━━━ RECORDS FOR THIS TASK

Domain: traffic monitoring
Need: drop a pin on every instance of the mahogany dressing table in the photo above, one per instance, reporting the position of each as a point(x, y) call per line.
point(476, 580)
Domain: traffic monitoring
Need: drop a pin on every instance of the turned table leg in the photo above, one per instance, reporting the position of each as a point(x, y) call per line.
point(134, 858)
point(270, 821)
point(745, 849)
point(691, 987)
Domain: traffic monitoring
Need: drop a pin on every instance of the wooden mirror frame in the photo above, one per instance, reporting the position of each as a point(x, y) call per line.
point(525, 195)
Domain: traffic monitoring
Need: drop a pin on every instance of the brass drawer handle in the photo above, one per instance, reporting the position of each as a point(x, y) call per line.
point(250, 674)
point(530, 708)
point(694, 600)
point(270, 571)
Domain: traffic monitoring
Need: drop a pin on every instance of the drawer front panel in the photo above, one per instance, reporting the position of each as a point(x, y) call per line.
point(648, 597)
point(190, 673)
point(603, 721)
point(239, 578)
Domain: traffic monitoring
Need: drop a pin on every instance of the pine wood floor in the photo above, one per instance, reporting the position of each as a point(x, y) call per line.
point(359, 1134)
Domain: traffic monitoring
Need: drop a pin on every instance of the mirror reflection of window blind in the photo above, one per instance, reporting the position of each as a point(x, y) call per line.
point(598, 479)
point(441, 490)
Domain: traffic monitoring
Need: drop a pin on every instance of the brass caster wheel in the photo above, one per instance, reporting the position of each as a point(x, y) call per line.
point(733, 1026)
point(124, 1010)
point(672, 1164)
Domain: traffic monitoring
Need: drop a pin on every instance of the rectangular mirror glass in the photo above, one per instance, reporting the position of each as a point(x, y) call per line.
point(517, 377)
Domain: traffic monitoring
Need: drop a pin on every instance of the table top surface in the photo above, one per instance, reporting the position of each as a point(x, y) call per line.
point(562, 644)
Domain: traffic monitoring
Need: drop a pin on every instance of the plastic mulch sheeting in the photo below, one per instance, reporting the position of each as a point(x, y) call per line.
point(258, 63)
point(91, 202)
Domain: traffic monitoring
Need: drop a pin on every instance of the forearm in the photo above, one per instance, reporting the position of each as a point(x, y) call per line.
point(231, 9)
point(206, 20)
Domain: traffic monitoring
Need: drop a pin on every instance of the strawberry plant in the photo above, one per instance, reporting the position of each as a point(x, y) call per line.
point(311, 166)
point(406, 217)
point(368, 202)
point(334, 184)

━━━━━━

## BRIEF
Reproduce all of the records above verbatim, keeping every line and character unchanged.

## EXERCISE RESPONSE
Domain: traffic monitoring
Need: drop a pin on every instance of the mahogany dressing table in the photo above, one per instance, reporting the position of each as a point(x, y) call per line.
point(476, 580)
Domain: traffic monitoring
Need: drop a pin on every instance of the turned table leg in the photo above, one per instance, reporting the position of each as a point(x, y) call per line.
point(134, 858)
point(270, 821)
point(745, 849)
point(691, 987)
Domain: traffic monitoring
Need: drop a pin on every instance of the wooden mirror frame in the photo above, one per instance, reporting the position of each as a point(x, y) call per line.
point(525, 195)
Domain: traffic monitoring
Need: drop a pin on every instance of the brass drawer handle in the photo above, one per instance, reporting the position of each as a point(x, y) call per line.
point(250, 674)
point(530, 708)
point(694, 600)
point(270, 571)
Domain: traffic monitoring
Need: drop a pin on every instance of the drawer front panel in the photo above, one per instance, reporting the position of each as a point(x, y) call per line.
point(648, 597)
point(190, 673)
point(603, 721)
point(239, 578)
Domain: traffic monitoring
Need: drop a pin on every instance of the pine wood floor in the photo above, one per instance, reporting the position of each as a point(x, y) call per line.
point(359, 1134)
Domain: traffic monitoring
Need: drop a pin on every instance of the mirror reflection of window blind in the photo above, one per instance, reporting the position of each as a point(x, y) call per line.
point(598, 479)
point(441, 490)
Domain: traffic monitoring
Need: drop a pin on every instance of the brass caster wheel in the photo above, one per instance, reporting the position of each as a point(x, y) call per line.
point(733, 1026)
point(124, 1010)
point(672, 1164)
Domain: traffic monitoring
Need: drop a pin on every instance of the rectangular mirror glass in the photo above, one per instance, reporting the position of each as a point(x, y) call per line.
point(517, 377)
Domain: traffic monitoring
Need: drop a pin on every instance of the table top surface in the photo above, one per instance, reporting the position of each as a point(x, y) call per line.
point(562, 644)
Domain: traffic monitoring
Need: drop a pin on every instance of the plastic mulch sheeting in the photo below, one per instance, reporting the position of each as a point(x, y) call per line.
point(258, 63)
point(91, 202)
Domain: traffic monitoring
Need: drop a pin on every instance of the forearm in the photo above, one per instance, reporting the position of each as a point(x, y) call per line.
point(231, 9)
point(206, 20)
Domain: traffic monitoring
Need: drop a pin on every instance of the strawberry plant in the photo above, one per instance, reporting the position of each as a point(x, y) call per line.
point(311, 166)
point(406, 217)
point(368, 202)
point(334, 184)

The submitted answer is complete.